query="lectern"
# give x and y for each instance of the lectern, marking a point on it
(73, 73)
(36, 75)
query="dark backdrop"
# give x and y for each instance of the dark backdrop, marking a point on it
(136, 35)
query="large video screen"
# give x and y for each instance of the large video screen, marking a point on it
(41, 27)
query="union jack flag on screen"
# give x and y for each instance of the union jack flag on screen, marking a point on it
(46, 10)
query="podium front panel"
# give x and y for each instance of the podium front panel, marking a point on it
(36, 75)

-=-=-=-=-

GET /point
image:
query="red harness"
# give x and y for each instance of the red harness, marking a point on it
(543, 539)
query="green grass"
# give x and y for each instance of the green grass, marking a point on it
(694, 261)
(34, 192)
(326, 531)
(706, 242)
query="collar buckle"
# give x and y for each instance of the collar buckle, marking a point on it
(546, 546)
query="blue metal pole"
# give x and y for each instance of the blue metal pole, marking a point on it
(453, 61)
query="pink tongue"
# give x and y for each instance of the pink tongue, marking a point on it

-=-=-=-=-

TASK:
Filter the items above down to every line that contains the word "front", copying each matching line in full. Case counts.

OUTPUT BELOW:
query="podium front panel"
# give x and y for each instance of the podium front panel, marking a point on it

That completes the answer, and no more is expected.